| AIM OF THE TASK |
Rewrite the lines of the material from the one holding "Every instance of the matted" through the one holding "81), (167, 90)]]", inclusive, with "matted fur" changed to "tangled fur" and nothing else altered. Give back only those lines.

| GIVEN DATA |
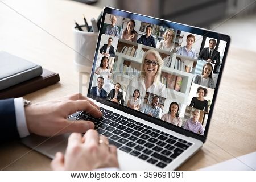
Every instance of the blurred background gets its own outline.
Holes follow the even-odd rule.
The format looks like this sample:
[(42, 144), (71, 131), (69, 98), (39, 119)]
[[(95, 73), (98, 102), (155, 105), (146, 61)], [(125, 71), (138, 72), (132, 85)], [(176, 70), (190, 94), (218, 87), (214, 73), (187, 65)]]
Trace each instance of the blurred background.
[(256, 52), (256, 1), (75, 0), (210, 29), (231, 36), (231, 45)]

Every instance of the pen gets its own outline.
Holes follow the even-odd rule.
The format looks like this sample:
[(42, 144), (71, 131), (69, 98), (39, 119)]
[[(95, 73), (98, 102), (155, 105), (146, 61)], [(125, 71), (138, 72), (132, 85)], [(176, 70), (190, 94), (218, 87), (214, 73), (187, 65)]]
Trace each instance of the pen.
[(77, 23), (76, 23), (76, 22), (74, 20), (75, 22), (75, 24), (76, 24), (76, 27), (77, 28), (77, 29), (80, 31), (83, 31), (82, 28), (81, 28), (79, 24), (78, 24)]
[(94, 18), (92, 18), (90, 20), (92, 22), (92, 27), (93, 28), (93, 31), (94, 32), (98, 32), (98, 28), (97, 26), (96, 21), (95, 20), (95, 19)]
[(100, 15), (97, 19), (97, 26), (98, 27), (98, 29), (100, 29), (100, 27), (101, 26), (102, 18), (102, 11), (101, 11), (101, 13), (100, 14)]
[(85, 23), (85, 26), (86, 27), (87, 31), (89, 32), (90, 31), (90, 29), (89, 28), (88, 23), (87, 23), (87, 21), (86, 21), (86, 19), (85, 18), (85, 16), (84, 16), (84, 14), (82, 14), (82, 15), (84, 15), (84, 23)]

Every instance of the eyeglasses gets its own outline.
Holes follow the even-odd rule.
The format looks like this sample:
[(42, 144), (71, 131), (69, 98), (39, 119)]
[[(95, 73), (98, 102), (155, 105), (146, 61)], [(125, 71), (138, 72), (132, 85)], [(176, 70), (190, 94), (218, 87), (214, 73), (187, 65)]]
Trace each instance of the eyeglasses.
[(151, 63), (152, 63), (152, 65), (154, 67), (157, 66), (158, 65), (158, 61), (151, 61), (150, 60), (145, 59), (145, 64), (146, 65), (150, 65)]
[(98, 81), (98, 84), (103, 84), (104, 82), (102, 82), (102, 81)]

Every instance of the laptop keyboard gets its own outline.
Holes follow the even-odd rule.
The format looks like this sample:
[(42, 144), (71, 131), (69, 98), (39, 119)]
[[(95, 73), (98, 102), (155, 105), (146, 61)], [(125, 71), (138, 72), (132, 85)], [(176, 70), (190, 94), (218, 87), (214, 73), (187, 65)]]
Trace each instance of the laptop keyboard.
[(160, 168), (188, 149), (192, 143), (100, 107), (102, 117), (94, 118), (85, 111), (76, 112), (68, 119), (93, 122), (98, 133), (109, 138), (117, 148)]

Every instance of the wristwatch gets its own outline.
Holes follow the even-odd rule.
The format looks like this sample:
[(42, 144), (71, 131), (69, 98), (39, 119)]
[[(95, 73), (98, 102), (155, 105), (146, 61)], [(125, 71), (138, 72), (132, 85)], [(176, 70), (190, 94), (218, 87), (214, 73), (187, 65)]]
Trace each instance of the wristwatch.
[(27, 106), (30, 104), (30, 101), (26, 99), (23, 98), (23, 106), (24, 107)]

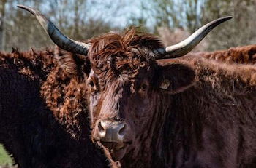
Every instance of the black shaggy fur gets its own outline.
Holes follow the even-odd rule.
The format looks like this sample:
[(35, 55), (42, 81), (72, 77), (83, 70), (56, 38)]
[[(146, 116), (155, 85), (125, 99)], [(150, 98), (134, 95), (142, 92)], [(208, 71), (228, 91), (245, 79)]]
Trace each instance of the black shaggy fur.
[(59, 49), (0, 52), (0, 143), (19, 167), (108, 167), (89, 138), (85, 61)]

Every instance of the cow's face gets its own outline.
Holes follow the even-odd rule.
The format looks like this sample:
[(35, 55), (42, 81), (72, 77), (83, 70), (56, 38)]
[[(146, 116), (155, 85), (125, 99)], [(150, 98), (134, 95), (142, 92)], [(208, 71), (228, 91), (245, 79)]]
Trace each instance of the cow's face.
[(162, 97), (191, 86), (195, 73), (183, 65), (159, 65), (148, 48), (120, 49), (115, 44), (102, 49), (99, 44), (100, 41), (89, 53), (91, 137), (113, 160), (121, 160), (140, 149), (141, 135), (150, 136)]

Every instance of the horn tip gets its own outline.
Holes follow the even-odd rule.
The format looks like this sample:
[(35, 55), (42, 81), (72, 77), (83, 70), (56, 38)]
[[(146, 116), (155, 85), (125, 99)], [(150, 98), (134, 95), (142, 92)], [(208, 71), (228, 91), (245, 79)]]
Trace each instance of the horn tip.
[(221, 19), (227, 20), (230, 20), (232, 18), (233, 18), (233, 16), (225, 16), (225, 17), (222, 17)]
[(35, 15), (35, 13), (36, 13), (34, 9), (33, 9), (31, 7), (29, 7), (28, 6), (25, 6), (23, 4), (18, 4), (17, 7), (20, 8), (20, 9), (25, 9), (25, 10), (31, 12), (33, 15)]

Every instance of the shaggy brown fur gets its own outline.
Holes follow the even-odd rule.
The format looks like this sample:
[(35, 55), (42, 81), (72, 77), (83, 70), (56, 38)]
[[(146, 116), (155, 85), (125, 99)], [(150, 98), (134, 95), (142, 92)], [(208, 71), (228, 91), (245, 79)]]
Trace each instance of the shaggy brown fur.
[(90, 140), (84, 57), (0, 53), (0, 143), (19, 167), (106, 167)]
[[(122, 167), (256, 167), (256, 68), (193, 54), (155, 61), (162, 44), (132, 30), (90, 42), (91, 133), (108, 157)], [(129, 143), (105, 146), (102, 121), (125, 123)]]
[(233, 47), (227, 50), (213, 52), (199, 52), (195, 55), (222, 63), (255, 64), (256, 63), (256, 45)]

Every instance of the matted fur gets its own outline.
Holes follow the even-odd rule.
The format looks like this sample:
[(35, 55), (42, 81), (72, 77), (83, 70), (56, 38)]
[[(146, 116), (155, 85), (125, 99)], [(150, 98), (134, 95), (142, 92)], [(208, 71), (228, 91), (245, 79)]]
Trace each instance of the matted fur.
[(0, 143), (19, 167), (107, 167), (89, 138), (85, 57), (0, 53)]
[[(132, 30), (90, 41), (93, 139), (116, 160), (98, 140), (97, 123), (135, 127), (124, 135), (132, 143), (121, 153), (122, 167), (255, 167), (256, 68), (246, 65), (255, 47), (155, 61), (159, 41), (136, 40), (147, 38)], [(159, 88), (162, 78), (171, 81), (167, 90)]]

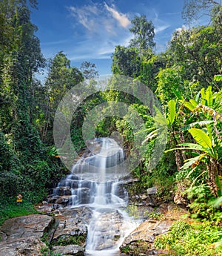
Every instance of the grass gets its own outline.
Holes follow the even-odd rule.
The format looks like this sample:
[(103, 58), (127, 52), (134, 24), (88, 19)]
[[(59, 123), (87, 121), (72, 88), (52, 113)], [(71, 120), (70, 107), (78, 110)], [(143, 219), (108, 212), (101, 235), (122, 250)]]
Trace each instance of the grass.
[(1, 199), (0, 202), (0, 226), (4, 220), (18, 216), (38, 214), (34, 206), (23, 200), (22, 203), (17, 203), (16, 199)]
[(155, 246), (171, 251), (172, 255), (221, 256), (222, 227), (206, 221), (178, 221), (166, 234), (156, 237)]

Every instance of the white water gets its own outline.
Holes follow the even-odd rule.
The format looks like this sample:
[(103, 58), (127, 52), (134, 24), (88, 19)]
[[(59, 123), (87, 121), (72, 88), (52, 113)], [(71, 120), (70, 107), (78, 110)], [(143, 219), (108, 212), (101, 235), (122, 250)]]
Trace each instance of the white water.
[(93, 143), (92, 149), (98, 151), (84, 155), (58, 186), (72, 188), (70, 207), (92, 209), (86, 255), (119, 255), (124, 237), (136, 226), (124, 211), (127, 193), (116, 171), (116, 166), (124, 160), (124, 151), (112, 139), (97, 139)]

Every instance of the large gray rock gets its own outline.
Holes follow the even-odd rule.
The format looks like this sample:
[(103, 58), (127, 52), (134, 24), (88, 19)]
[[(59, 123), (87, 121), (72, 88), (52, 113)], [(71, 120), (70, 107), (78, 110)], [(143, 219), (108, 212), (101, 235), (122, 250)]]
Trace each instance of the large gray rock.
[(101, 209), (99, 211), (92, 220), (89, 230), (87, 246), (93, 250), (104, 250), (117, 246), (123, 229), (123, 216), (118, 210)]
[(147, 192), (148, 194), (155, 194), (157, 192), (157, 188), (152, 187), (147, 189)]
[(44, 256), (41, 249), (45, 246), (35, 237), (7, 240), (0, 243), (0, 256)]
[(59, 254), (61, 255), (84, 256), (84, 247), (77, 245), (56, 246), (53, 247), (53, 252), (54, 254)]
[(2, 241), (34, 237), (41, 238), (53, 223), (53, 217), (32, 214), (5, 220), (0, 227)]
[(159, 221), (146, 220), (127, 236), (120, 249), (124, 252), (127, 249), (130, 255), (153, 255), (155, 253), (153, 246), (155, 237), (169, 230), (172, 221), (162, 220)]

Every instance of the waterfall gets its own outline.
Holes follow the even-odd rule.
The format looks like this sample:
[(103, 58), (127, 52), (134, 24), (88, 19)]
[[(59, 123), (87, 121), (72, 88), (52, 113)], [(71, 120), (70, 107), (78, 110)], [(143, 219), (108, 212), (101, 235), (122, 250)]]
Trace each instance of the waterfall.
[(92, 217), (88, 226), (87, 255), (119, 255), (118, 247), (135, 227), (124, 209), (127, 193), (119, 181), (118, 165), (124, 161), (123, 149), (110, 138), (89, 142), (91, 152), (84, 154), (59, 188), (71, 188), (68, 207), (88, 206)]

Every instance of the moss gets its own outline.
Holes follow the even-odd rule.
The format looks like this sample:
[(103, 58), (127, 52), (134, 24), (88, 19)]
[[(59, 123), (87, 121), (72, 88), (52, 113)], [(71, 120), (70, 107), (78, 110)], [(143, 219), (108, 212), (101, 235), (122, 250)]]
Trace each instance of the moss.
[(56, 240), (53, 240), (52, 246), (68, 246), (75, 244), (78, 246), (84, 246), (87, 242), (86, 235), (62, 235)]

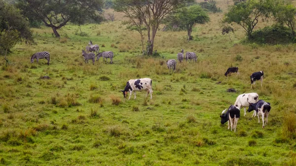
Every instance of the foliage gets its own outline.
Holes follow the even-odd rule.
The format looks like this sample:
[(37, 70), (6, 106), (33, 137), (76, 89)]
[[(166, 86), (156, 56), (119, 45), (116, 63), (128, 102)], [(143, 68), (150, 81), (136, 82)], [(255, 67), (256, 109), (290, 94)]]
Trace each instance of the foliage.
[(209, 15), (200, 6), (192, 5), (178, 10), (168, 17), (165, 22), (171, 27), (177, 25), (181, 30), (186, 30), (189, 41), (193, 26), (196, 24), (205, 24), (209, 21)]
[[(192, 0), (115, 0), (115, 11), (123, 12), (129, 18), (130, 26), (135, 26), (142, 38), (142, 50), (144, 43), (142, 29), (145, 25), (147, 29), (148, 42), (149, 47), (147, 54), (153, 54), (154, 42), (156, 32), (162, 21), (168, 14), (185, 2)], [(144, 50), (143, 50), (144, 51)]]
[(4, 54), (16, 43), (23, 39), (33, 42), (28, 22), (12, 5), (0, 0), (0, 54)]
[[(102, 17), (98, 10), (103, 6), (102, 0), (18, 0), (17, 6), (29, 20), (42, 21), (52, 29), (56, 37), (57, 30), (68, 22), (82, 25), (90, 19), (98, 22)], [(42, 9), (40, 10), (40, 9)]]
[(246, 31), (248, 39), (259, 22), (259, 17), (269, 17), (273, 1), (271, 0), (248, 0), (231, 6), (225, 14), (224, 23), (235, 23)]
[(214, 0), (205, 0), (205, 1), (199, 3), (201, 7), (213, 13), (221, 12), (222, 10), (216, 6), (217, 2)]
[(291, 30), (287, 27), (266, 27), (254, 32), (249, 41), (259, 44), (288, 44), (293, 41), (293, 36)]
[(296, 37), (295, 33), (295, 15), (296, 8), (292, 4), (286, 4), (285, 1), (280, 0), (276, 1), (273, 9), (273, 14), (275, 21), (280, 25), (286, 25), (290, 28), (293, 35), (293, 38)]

...

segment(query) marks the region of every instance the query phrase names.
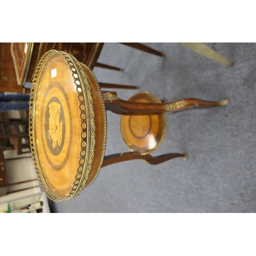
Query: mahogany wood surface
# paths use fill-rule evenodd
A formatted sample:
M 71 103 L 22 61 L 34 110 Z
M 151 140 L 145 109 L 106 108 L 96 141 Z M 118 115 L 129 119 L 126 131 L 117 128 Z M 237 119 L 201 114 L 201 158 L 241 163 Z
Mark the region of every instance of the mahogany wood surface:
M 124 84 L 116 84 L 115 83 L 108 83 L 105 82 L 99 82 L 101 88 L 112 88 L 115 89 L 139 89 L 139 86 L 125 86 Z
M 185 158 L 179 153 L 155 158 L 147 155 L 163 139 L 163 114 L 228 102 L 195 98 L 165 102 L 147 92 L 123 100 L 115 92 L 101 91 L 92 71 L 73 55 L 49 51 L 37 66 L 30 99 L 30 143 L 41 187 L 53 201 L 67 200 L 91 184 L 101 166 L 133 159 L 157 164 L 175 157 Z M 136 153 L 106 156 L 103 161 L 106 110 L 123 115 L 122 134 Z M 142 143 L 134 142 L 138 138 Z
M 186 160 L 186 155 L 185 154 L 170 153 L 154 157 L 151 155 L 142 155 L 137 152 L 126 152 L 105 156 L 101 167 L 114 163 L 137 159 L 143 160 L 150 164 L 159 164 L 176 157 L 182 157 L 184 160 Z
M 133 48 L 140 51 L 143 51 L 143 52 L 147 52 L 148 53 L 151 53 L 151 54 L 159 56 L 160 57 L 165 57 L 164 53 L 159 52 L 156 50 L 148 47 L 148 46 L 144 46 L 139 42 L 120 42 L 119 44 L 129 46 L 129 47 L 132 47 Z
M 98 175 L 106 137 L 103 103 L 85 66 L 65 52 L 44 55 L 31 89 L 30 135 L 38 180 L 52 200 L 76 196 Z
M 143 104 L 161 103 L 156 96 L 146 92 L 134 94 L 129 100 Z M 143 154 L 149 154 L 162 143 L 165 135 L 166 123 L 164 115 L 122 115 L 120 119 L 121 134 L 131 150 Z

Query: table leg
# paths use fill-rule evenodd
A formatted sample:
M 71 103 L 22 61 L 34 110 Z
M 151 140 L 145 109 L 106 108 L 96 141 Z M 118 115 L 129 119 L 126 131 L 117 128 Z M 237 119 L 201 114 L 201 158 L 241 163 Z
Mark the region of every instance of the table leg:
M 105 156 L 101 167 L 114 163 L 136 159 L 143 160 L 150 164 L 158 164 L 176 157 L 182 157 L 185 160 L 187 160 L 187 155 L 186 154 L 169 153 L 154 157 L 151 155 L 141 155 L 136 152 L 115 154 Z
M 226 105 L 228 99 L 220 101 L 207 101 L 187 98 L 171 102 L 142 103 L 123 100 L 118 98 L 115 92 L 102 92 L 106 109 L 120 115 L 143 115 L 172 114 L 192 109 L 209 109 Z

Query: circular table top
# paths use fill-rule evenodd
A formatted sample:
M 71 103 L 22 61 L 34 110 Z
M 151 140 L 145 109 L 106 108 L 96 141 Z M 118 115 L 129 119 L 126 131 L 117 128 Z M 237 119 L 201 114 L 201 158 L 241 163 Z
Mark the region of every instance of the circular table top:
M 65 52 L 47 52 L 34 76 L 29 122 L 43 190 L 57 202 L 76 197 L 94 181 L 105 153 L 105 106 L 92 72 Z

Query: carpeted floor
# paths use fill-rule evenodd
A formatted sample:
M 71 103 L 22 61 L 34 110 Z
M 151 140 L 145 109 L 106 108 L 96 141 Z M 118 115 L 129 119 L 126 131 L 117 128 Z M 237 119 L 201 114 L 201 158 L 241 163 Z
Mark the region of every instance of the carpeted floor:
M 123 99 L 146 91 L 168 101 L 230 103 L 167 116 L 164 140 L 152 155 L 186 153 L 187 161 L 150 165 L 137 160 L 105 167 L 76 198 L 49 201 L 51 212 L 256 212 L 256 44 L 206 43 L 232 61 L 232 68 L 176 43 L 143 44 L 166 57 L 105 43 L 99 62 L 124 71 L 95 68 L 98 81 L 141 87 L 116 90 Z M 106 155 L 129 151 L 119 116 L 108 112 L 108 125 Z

* * *

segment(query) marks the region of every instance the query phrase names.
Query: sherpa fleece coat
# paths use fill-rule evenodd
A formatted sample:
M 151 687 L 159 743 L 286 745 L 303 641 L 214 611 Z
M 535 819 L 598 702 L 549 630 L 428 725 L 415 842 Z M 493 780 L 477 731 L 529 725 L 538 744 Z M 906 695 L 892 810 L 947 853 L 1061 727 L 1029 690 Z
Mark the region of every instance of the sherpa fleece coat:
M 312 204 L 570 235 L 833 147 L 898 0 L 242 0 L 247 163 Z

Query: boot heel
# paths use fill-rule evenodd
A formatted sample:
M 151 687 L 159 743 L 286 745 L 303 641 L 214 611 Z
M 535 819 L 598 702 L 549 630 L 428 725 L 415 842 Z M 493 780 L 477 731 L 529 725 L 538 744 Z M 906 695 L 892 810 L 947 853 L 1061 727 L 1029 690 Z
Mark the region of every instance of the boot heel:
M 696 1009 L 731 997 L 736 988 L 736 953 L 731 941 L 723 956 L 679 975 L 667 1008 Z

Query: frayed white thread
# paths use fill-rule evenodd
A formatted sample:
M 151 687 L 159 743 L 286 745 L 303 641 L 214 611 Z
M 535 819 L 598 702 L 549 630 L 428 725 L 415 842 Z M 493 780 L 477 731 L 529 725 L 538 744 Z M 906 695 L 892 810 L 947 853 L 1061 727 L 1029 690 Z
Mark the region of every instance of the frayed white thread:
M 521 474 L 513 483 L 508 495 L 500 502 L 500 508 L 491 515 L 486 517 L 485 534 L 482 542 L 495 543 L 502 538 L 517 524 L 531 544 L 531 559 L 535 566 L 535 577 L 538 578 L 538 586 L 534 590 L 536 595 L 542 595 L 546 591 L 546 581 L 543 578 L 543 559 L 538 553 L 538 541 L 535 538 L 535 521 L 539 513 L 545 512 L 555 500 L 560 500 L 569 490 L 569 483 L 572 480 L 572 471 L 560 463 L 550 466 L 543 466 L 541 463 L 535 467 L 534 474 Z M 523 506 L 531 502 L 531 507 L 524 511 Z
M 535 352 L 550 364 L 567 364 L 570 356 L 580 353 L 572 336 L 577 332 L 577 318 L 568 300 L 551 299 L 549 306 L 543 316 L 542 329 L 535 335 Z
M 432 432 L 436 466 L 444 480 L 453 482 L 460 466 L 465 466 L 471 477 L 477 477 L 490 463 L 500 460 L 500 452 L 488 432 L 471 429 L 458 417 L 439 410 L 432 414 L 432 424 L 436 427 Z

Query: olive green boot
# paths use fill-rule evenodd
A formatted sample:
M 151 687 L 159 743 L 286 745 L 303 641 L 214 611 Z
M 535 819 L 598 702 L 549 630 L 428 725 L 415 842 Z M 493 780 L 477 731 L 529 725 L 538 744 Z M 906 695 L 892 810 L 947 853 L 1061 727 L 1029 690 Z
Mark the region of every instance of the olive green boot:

| RESPONSE TO THIS TASK |
Every instance of the tangled fur gets its own outline.
Holes follow the even-odd rule.
The format looks like this sample:
[(35, 55), (42, 81), (72, 77), (83, 70), (56, 38)]
[[(146, 116), (155, 85), (125, 99)], [(150, 98), (134, 95), (142, 92)], [(208, 71), (228, 91), (245, 79)]]
Trace each instance of the tangled fur.
[(0, 143), (19, 167), (107, 167), (89, 138), (85, 57), (0, 53)]
[[(132, 30), (90, 41), (93, 139), (116, 160), (98, 140), (97, 123), (135, 127), (124, 135), (132, 143), (121, 153), (122, 167), (255, 167), (256, 68), (246, 65), (255, 47), (155, 61), (159, 41), (136, 40), (147, 38)], [(159, 88), (162, 78), (171, 81), (167, 90)]]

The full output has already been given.